* Task objective
Each record listed below is to be output exactly as written.

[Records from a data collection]

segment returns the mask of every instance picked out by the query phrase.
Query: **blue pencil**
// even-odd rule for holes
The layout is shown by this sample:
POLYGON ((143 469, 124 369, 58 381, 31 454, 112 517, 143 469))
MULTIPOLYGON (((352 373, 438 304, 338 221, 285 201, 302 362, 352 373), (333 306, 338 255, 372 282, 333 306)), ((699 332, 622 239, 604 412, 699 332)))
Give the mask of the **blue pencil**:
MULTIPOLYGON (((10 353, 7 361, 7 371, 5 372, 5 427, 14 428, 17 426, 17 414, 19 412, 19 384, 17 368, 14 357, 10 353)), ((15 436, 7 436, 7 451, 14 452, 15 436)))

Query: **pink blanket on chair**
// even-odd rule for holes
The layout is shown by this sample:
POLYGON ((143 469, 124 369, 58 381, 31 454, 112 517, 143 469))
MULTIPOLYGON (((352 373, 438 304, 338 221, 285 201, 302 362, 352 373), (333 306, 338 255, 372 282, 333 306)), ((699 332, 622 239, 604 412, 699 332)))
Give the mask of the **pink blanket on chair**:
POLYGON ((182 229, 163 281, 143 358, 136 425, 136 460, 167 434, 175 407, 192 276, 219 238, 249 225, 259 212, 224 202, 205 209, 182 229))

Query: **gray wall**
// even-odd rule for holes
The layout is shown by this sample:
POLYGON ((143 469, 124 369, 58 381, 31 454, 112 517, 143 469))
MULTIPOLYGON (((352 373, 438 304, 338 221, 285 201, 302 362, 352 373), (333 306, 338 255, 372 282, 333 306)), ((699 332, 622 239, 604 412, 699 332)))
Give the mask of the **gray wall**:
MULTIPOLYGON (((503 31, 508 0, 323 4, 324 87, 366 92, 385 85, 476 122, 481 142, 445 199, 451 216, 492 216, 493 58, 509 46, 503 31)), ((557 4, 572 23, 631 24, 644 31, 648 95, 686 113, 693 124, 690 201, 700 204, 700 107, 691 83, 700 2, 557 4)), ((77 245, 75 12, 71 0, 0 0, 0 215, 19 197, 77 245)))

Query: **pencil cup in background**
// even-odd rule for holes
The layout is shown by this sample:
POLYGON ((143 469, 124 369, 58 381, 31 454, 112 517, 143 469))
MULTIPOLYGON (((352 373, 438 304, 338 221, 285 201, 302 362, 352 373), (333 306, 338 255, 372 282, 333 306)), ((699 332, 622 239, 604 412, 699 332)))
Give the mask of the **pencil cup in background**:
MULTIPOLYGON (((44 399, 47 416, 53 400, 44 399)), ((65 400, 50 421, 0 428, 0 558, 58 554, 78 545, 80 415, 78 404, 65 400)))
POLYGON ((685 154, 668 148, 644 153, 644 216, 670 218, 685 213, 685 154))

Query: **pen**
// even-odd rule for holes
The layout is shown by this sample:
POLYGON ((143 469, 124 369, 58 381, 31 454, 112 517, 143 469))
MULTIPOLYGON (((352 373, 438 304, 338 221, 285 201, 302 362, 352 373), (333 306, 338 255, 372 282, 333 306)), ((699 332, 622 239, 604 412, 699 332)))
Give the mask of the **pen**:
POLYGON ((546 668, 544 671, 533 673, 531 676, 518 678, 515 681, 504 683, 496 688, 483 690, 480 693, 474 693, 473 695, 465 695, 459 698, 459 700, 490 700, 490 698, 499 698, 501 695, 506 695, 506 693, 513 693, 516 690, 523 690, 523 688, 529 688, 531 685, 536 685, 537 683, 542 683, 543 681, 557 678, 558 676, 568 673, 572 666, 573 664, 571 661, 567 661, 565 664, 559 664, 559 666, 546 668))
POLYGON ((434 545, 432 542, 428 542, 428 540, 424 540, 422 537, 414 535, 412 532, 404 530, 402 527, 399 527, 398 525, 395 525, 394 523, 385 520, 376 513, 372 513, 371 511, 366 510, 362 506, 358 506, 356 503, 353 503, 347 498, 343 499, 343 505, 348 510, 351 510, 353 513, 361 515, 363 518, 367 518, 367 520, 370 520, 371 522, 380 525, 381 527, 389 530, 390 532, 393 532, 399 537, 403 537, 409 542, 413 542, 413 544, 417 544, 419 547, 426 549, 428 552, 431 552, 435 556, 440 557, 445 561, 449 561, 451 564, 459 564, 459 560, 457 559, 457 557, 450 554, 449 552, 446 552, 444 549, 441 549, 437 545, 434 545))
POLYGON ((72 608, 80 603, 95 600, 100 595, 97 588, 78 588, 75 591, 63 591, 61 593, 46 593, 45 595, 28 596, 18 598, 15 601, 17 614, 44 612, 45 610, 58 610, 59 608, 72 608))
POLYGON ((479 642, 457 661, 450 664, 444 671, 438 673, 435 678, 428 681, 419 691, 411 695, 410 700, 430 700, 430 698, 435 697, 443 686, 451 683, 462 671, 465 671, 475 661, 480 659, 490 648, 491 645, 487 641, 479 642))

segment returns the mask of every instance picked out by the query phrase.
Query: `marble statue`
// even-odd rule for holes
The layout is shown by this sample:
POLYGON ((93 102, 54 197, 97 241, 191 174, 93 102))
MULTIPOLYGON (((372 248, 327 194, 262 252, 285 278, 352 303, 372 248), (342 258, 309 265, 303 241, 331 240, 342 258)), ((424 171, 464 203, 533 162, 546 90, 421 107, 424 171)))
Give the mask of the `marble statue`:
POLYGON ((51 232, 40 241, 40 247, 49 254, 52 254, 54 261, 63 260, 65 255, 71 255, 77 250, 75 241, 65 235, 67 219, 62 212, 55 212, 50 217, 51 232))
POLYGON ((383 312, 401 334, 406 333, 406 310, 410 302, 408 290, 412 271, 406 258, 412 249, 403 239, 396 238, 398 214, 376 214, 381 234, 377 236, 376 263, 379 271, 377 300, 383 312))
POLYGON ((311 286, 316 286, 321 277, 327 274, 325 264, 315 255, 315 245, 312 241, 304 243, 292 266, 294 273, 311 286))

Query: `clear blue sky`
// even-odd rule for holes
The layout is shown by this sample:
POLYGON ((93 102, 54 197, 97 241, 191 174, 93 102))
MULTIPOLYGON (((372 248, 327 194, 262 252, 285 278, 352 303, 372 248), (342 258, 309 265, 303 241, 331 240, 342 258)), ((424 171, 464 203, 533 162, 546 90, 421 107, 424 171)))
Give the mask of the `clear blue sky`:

* Solution below
segment returns the mask of every instance picked out by the query phrase.
Query: **blue pencil**
// even-odd rule for holes
The layout is shown by this sample:
POLYGON ((143 469, 124 369, 58 381, 31 454, 112 517, 143 469))
MULTIPOLYGON (((352 373, 438 304, 338 221, 285 201, 302 362, 352 373), (333 306, 338 255, 372 282, 333 306)), ((699 332, 622 239, 604 412, 699 332)))
Give the mask of the **blue pencil**:
MULTIPOLYGON (((10 353, 7 361, 7 371, 5 372, 5 427, 14 428, 17 426, 17 414, 19 412, 19 384, 17 368, 14 357, 10 353)), ((15 436, 7 436, 7 451, 14 452, 15 436)))

Query: **pink blanket on chair**
// even-odd rule for holes
The layout is shown by this sample:
POLYGON ((143 469, 124 369, 58 381, 31 454, 112 517, 143 469))
MULTIPOLYGON (((352 373, 438 304, 338 221, 285 201, 302 362, 352 373), (333 306, 338 255, 372 282, 333 306)), ((699 332, 622 239, 604 412, 699 332)))
Give the mask of the **pink blanket on chair**:
POLYGON ((182 229, 163 281, 143 358, 136 425, 136 460, 167 434, 175 407, 192 276, 219 238, 249 225, 259 212, 224 202, 205 209, 182 229))

Query: **gray wall**
// even-odd rule for holes
The layout is shown by this sample:
POLYGON ((143 469, 124 369, 58 381, 31 454, 112 517, 143 469))
MULTIPOLYGON (((352 373, 438 304, 338 221, 285 201, 302 362, 352 373), (333 306, 338 255, 372 282, 333 306)), ((699 332, 622 239, 604 412, 699 332)))
Give the mask of the **gray wall**:
MULTIPOLYGON (((503 31, 508 0, 323 4, 324 87, 366 92, 385 85, 476 122, 481 142, 445 199, 451 216, 492 216, 493 58, 509 46, 503 31)), ((557 4, 572 23, 631 24, 644 31, 648 95, 686 113, 693 124, 690 201, 700 204, 700 107, 691 83, 700 2, 557 4)), ((77 245, 75 12, 71 0, 0 0, 0 215, 19 197, 77 245)))

Query: **pencil cup in background**
// even-odd rule for holes
The layout is shown by this sample:
POLYGON ((143 469, 124 369, 58 381, 31 454, 112 517, 143 469))
MULTIPOLYGON (((352 373, 438 304, 338 221, 285 201, 302 362, 352 373), (333 306, 338 255, 372 282, 333 306)), ((699 332, 622 239, 604 412, 699 332)))
Give the mask of the **pencil cup in background**:
MULTIPOLYGON (((44 399, 47 416, 53 400, 44 399)), ((65 400, 50 421, 0 428, 0 558, 58 554, 78 545, 80 415, 78 404, 65 400)))
POLYGON ((685 154, 668 148, 644 153, 644 216, 670 218, 685 213, 685 154))

Query: **pen**
// even-odd rule for holes
The layout is shown by this sample:
POLYGON ((143 469, 124 369, 58 381, 31 454, 112 517, 143 469))
MULTIPOLYGON (((352 373, 438 304, 338 221, 285 201, 302 362, 352 373), (333 306, 338 255, 372 282, 333 306)), ((699 332, 622 239, 604 412, 699 332)))
Give the mask of the **pen**:
POLYGON ((546 668, 544 671, 533 673, 531 676, 518 678, 515 681, 504 683, 496 688, 483 690, 480 693, 474 693, 473 695, 465 695, 459 698, 459 700, 490 700, 490 698, 499 698, 501 695, 506 695, 506 693, 513 693, 516 690, 523 690, 523 688, 529 688, 531 685, 536 685, 537 683, 542 683, 543 681, 557 678, 558 676, 568 673, 572 666, 573 664, 571 661, 567 661, 565 664, 559 664, 559 666, 546 668))
POLYGON ((434 545, 432 542, 428 542, 428 540, 424 540, 422 537, 414 535, 412 532, 404 530, 402 527, 399 527, 398 525, 395 525, 394 523, 385 520, 376 513, 372 513, 371 511, 366 510, 362 506, 358 506, 356 503, 353 503, 347 498, 343 499, 343 505, 348 510, 351 510, 353 513, 361 515, 363 518, 367 518, 367 520, 370 520, 371 522, 380 525, 381 527, 389 530, 390 532, 393 532, 399 537, 403 537, 409 542, 413 542, 413 544, 417 544, 419 547, 426 549, 428 552, 431 552, 435 556, 440 557, 445 561, 449 561, 451 564, 459 564, 459 560, 457 559, 457 557, 450 554, 449 552, 446 552, 444 549, 441 549, 437 545, 434 545))
POLYGON ((72 608, 80 603, 95 600, 100 595, 97 588, 78 588, 75 591, 63 591, 61 593, 46 593, 45 595, 28 596, 18 598, 15 601, 17 614, 44 612, 45 610, 58 610, 59 608, 72 608))
POLYGON ((479 642, 457 661, 450 664, 444 671, 438 673, 435 678, 428 681, 419 691, 411 695, 410 700, 430 700, 430 698, 435 697, 443 686, 451 683, 462 671, 465 671, 475 661, 480 659, 490 648, 491 645, 487 641, 479 642))

segment returns the mask of every instance picked out by the query phrase.
Query: `marble statue`
// even-odd rule for holes
The layout is shown by this sample:
POLYGON ((93 102, 54 197, 97 241, 191 174, 93 102))
MULTIPOLYGON (((372 248, 327 194, 262 252, 285 278, 352 303, 372 248), (342 258, 309 265, 303 241, 331 240, 342 258)), ((424 171, 464 203, 533 162, 546 90, 421 107, 424 171)))
Give the mask of the `marble statue`:
POLYGON ((51 232, 40 241, 40 247, 49 254, 52 254, 54 261, 63 260, 65 255, 71 255, 77 250, 75 241, 65 235, 67 219, 62 212, 55 212, 50 217, 51 232))
POLYGON ((383 312, 401 334, 406 333, 406 310, 410 302, 408 290, 412 271, 406 258, 412 249, 403 239, 396 238, 398 214, 376 214, 381 234, 377 236, 376 263, 379 271, 377 300, 383 312))
POLYGON ((311 286, 316 286, 321 277, 327 274, 325 264, 315 255, 315 245, 312 241, 304 243, 292 266, 294 273, 311 286))

Query: `clear blue sky`
// even-odd rule for holes
The layout is shown by this sample:
POLYGON ((93 102, 54 197, 97 241, 191 174, 93 102))
MULTIPOLYGON (((372 248, 327 194, 262 252, 285 278, 352 303, 372 248), (342 258, 309 265, 303 241, 331 240, 342 258)), ((424 171, 464 203, 533 162, 546 90, 421 107, 424 171)))
Give the mask of the `clear blue sky`:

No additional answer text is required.